----- Provided material

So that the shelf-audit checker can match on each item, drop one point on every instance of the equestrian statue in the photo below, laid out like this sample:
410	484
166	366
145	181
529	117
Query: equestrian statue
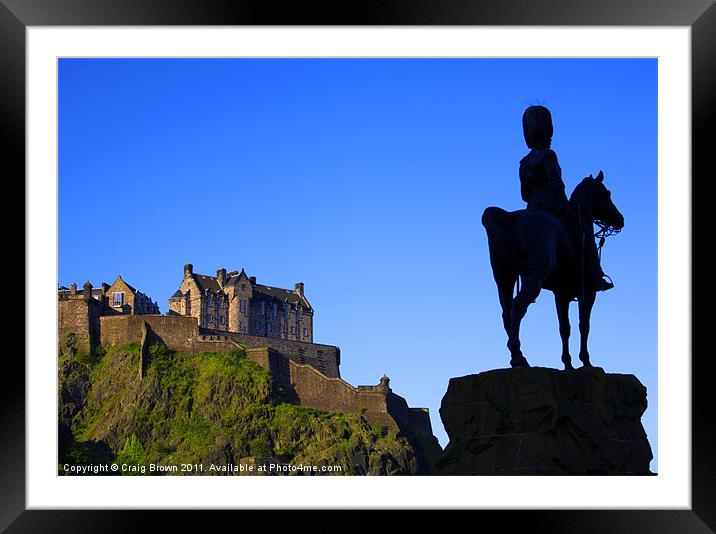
551	244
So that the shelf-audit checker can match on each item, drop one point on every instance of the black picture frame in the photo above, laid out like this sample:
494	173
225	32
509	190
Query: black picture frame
699	15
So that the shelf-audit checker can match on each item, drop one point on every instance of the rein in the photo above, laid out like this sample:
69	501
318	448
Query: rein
604	231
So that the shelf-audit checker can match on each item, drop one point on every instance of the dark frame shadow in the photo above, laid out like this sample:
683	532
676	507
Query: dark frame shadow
699	15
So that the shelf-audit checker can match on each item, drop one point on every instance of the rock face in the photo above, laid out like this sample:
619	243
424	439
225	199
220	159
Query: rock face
539	421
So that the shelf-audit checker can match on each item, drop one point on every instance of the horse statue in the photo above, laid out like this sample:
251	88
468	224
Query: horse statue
534	246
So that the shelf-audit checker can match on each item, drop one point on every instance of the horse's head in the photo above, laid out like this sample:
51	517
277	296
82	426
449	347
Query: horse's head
595	194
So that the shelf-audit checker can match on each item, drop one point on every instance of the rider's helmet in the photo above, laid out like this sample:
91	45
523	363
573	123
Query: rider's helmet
537	127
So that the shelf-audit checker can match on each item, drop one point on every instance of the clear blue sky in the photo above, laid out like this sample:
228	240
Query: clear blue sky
366	180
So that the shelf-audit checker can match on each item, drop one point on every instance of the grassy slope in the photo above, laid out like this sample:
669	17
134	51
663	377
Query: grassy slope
207	408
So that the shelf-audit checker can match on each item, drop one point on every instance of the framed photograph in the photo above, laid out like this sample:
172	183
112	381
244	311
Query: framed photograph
248	234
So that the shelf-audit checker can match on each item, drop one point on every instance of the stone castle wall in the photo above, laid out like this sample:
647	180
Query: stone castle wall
293	364
325	358
81	316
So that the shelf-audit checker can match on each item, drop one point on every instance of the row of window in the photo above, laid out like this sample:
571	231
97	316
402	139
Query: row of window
210	319
257	326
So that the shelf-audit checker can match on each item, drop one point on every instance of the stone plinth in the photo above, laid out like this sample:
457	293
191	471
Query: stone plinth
539	421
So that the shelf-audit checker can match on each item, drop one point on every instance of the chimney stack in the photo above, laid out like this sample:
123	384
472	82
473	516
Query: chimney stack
87	290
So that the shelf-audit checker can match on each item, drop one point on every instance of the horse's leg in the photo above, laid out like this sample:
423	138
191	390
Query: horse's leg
505	286
585	313
562	304
531	286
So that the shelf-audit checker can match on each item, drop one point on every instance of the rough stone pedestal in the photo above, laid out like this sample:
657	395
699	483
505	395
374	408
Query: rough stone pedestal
539	421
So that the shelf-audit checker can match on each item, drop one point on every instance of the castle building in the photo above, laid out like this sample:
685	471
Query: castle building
119	297
235	302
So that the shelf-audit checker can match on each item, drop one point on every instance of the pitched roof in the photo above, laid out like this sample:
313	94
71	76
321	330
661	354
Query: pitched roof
207	283
280	294
284	295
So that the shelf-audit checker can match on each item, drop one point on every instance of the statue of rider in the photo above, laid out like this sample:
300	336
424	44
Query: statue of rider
542	187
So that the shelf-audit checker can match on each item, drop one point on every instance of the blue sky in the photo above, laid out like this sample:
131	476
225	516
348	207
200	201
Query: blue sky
366	180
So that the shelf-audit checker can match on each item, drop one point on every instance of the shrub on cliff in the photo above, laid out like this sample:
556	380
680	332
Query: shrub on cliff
212	408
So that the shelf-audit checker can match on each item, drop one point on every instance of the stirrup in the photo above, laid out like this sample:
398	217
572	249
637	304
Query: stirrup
602	285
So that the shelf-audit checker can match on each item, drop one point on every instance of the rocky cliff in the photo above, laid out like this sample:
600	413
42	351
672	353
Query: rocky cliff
538	421
210	409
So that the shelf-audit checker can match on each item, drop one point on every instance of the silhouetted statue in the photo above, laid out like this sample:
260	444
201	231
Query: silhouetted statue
550	244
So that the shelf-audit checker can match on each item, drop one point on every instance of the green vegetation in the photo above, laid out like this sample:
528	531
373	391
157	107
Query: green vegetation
208	408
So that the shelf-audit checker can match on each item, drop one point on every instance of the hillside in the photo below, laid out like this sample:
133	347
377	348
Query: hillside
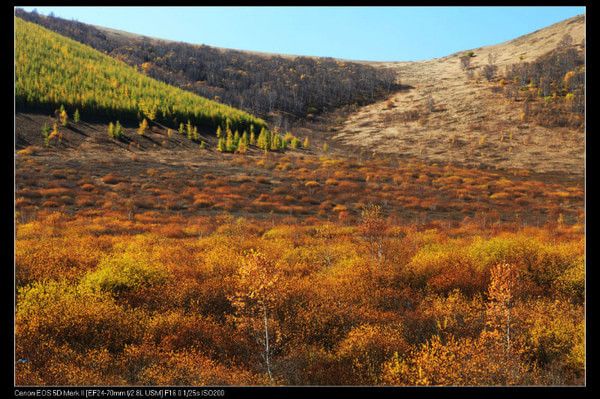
433	235
52	70
449	117
259	83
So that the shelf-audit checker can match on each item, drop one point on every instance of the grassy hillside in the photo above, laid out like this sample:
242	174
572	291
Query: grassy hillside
258	83
52	70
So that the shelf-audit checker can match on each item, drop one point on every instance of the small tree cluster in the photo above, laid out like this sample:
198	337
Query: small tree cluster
115	131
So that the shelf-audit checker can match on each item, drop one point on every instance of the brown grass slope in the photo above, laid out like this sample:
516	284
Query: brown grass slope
470	124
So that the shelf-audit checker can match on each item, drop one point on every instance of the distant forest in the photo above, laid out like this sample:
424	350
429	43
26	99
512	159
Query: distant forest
256	83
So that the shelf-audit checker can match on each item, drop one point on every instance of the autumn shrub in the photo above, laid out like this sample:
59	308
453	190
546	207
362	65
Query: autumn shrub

----------

Challenge: Reproduce the part of the records that opens with the line containing "of the hillside" and closes with the final line of the records, keeping both ends and omitting the pictures.

Finished answer:
So that the shelf-audit checker can match on each item, drop one point on every instance of the hillside in the photo below, laid out like this sample:
133	347
377	348
Query: hillside
433	235
52	70
449	117
259	83
So that the shelf-audit checker can match on each item, drop one point on every instance of the grassy hillside in the photo above, laid out like this sample:
242	174
572	291
Query: grassy hillside
258	83
52	70
So that the shelf-audit checker can match on each item, drop one point on every instance of the small tree cluster in the photo above, laid out like this sample:
198	337
Query: small tree cluster
115	131
So that the shelf-audit checker can match on each item, drop one point on every instance of the brown grass slope in the photo above, laid out like this sample:
516	284
Query: brown grass slope
470	124
So that the shelf-audit checker can match on each item, drop one point on every instance of the distant forest in the photo above, laid out like this sample:
424	350
429	43
26	99
512	159
Query: distant forest
256	83
So that the shelf-audit checker can match on each item, drop one point on every instance of the autumn shrub in the photo above, laid out like this sample:
59	308
453	190
546	207
362	65
Query: autumn shrub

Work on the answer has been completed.